Can you extend the restricted share plan excerpt below, picking up right after its last sentence?

--- Reading text ---

Share certificates evidencing Restricted Shares will be held in custody by the Company or in escrow by an escrow agent until the restrictions thereon have lapsed.

 

(d)                                 Restrictions and Conditions.  The Award Agreement evidencing the grant of any Restricted Shares will incorporate the following terms and conditions and such additional terms and conditions, not inconsistent with the terms of the Plan, as the Administrator deems appropriate:

 

(i)                                     Restriction Period.  During a period commencing with the date of an Award of Restricted Shares and ending on the later to occur of (i) such time or times as specified by the Award Agreement (the “Restriction Period”) or (ii) a Triggering Event, the Participant will not be permitted to sell, transfer, pledge, assign or otherwise encumber Restricted Shares awarded under the Plan.  The Administrator may condition the lapse of restrictions on Restricted Shares upon the continued employment or service of the recipient, the attainment of specified individual or corporate performance goals, or such other factors as the Administrator may determine.  Unless specified otherwise in the Award Agreement, and subject to the other provisions of the Plan, including, without limitation, this Section 7 and Section 13(c) of the Plan, one-third (1/3) of the Restricted Shares subject to an Award will vest, and the restrictions on those Shares will lapse, on each of the first, second and third annual anniversaries of the vesting commencement date.

--- Data provided ---

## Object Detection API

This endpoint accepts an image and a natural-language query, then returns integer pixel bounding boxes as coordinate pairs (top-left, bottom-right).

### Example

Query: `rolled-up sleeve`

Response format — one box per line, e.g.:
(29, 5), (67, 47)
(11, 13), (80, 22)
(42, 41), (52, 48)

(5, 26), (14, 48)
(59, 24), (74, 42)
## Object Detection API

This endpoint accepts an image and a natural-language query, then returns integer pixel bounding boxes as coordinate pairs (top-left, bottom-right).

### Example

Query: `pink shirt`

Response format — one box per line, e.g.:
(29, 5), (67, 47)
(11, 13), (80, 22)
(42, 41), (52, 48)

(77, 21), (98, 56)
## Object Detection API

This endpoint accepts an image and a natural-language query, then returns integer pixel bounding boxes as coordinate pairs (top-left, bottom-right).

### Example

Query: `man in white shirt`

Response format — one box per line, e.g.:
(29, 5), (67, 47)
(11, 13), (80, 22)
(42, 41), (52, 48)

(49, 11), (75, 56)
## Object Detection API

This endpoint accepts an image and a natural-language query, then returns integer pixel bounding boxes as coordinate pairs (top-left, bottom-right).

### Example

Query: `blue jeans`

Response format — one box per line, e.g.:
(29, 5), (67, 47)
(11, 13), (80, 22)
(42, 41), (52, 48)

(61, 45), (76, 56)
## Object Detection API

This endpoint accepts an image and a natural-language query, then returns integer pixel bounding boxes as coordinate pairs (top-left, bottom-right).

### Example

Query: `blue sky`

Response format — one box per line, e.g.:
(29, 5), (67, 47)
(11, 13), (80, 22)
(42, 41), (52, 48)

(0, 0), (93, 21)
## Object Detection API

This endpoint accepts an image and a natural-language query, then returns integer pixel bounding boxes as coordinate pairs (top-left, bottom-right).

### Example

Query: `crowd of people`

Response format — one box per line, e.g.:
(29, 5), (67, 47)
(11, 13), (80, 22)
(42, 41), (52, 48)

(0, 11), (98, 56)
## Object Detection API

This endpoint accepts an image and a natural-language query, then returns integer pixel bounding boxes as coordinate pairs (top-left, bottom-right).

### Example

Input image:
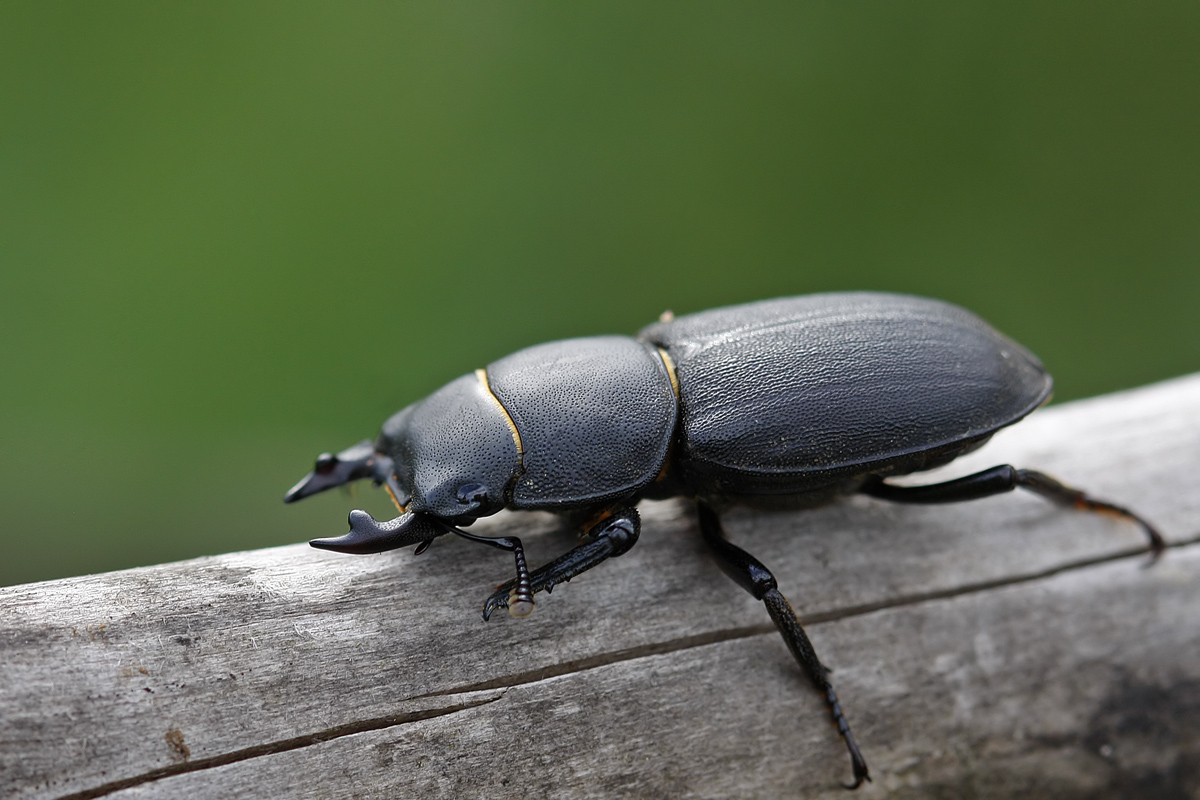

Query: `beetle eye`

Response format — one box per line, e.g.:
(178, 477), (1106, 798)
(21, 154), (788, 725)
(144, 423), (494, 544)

(458, 483), (487, 506)
(313, 453), (337, 475)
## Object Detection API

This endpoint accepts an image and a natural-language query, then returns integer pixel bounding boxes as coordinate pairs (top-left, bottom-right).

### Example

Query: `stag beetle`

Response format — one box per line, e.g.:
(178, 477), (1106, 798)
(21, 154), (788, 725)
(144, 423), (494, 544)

(284, 293), (1163, 788)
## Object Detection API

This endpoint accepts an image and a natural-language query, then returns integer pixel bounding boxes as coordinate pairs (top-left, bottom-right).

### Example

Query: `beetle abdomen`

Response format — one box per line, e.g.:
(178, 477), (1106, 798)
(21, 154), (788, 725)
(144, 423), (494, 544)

(487, 336), (677, 509)
(641, 293), (1051, 495)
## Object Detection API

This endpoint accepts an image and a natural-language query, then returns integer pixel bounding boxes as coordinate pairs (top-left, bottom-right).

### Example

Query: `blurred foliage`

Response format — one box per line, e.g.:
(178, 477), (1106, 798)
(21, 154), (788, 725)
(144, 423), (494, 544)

(0, 0), (1200, 583)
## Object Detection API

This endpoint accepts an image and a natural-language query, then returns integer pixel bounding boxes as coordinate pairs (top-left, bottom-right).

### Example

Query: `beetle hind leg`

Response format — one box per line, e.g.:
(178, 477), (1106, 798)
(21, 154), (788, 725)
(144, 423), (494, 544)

(484, 506), (642, 620)
(696, 501), (871, 789)
(859, 464), (1166, 561)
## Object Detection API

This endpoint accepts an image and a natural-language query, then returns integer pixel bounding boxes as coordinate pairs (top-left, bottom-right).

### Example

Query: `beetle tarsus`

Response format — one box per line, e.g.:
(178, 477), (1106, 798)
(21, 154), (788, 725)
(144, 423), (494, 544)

(484, 506), (642, 620)
(696, 501), (871, 789)
(446, 524), (534, 620)
(1015, 469), (1166, 565)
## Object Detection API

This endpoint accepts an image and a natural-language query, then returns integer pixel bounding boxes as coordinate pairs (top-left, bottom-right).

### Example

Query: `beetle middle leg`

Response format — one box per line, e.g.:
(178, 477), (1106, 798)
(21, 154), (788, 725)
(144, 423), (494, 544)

(859, 464), (1166, 560)
(484, 506), (642, 620)
(696, 500), (871, 789)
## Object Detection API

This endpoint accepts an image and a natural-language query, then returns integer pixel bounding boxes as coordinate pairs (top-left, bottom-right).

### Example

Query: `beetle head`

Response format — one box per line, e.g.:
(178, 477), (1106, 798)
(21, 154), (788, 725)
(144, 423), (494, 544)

(283, 439), (392, 503)
(376, 374), (521, 524)
(283, 375), (521, 553)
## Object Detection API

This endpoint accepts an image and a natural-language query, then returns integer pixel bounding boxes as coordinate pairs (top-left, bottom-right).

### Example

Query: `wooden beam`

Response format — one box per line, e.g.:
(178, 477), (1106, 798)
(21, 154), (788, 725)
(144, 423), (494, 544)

(7, 375), (1200, 799)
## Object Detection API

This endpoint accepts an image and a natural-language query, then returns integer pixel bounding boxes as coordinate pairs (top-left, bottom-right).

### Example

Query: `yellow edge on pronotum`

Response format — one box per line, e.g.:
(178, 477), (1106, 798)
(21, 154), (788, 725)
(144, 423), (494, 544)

(475, 369), (524, 458)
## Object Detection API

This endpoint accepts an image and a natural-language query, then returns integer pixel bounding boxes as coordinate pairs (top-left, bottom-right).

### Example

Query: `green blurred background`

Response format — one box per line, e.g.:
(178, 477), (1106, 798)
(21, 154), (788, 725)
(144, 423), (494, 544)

(0, 0), (1200, 583)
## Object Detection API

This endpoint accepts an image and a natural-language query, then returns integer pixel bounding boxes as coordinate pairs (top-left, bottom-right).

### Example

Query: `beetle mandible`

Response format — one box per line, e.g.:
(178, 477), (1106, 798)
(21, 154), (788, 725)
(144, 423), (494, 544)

(284, 293), (1164, 788)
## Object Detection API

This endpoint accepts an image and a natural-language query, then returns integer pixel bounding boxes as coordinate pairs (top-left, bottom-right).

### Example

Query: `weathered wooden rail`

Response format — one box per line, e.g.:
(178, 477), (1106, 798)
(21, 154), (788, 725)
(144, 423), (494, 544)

(0, 375), (1200, 800)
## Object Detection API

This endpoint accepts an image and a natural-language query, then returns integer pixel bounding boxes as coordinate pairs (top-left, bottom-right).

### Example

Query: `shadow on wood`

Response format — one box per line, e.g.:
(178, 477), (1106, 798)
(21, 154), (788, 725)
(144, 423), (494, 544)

(7, 377), (1200, 799)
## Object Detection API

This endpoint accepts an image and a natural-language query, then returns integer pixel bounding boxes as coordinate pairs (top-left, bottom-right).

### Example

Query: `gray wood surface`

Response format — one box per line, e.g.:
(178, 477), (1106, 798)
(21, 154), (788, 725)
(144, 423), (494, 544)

(0, 375), (1200, 800)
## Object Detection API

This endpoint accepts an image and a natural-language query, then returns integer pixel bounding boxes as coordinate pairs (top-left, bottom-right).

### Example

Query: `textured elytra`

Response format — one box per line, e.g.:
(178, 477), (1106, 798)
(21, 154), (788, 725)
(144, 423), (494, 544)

(487, 336), (677, 509)
(641, 293), (1051, 494)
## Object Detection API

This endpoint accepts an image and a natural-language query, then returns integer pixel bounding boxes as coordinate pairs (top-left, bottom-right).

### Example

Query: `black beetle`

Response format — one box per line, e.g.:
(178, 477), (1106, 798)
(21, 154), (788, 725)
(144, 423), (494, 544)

(284, 293), (1163, 788)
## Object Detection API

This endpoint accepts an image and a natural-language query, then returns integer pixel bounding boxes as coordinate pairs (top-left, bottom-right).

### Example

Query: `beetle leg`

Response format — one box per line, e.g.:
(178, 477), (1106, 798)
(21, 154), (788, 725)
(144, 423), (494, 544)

(484, 506), (642, 620)
(859, 464), (1166, 561)
(696, 501), (871, 789)
(446, 525), (534, 619)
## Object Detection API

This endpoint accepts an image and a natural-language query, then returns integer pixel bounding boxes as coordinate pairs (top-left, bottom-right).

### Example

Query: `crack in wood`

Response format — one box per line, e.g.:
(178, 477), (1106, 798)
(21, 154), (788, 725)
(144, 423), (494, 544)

---

§ **Task result**
 

(ii)                                  Termination of Service.  Subject to the provisions of the applicable Award Agreement or as otherwise determined by the Administrator, in the event of a Participant’s Termination of Service prior to the expiration of the applicable Restriction Period, the Participant’s Restricted Shares then remaining subject to forfeiture will be forfeited automatically.

 

(iii)                               Removal of Restrictions.  Upon the later to occur of (i) the expiration of the Restriction Period without a prior forfeiture of the Restricted Shares subject to such Restriction Period or (ii) a Triggering Event, the Restricted Shares will be released from escrow and any certificates for such Shares will be replaced with new certificates, without the restrictive legends described in Section 7(c) applicable to such lapsed restrictions, and such new certificates will be delivered to the Participant, the Participant’s representative (if the Participant has suffered a Disability), or the Participant’s estate or heir (if the Participant has died).  Notwithstanding the foregoing, the Administrator may accelerate the time at which any restrictions will lapse or be removed.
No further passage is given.